• _PROBLEM STATEMENT_
Pull out every line of the listing below that contains the word "sleeve". Only matches with the same capitalization count.

• _EXTRACTED INFORMATION_

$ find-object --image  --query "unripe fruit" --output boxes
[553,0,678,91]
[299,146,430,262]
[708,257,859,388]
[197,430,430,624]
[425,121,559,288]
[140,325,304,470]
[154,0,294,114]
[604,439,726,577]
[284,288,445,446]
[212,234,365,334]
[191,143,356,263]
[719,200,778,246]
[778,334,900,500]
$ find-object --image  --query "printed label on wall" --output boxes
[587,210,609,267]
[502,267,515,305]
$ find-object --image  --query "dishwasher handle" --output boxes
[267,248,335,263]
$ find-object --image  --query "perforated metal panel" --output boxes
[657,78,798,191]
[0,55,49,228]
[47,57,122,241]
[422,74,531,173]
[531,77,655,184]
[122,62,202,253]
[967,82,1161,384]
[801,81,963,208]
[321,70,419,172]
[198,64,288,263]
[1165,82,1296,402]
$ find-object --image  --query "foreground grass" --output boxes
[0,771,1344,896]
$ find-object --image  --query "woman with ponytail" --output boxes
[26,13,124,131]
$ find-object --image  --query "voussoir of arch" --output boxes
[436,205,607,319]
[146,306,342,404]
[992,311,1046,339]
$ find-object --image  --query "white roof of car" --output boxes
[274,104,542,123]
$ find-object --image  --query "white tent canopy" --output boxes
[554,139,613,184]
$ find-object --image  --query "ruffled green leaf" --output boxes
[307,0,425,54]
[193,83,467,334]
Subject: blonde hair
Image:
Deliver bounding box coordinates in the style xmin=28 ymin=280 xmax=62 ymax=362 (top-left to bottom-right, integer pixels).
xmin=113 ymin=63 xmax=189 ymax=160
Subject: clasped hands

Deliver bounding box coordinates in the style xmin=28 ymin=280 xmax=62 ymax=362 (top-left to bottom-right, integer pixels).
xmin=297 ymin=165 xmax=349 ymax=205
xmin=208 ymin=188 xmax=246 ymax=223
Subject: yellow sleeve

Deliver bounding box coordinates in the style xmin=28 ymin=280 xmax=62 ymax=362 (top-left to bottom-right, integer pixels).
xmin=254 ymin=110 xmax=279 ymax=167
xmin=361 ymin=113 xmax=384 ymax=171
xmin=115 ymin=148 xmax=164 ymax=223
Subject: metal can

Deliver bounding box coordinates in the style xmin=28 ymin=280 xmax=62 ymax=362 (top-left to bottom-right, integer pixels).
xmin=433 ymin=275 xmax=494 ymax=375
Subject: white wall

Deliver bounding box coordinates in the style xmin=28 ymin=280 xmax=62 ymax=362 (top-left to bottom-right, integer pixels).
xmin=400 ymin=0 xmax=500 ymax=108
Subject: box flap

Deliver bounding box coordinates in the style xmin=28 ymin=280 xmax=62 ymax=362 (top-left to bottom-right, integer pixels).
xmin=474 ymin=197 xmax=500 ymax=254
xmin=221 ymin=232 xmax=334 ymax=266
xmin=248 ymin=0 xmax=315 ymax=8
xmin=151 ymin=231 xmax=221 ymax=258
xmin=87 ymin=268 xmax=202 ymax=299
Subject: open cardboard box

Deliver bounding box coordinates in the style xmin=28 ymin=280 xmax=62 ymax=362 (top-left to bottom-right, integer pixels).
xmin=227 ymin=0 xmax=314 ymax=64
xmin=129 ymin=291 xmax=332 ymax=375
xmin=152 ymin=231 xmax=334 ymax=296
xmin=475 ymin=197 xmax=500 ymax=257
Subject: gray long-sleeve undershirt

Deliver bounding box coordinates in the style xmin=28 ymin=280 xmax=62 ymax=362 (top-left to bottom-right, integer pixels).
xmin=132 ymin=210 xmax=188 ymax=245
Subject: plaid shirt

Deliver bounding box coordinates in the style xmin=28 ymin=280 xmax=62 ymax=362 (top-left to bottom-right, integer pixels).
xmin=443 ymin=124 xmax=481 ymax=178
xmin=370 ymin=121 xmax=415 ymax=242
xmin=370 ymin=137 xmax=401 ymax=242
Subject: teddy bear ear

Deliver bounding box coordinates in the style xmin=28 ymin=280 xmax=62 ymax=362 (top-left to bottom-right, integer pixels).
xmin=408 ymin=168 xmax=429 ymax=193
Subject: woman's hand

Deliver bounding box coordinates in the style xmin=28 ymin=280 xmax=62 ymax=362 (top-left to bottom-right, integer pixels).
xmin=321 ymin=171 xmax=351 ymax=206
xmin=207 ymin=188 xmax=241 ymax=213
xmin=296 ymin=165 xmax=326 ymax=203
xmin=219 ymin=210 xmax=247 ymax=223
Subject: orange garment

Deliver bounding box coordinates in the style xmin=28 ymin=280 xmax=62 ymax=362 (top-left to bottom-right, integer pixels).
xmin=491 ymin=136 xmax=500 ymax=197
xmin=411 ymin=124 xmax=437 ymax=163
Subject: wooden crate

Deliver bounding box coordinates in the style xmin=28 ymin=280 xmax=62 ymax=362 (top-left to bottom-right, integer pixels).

• _SOLUTION BELOW_
Subject: yellow sleeve
Subject: gray long-sleeve undershirt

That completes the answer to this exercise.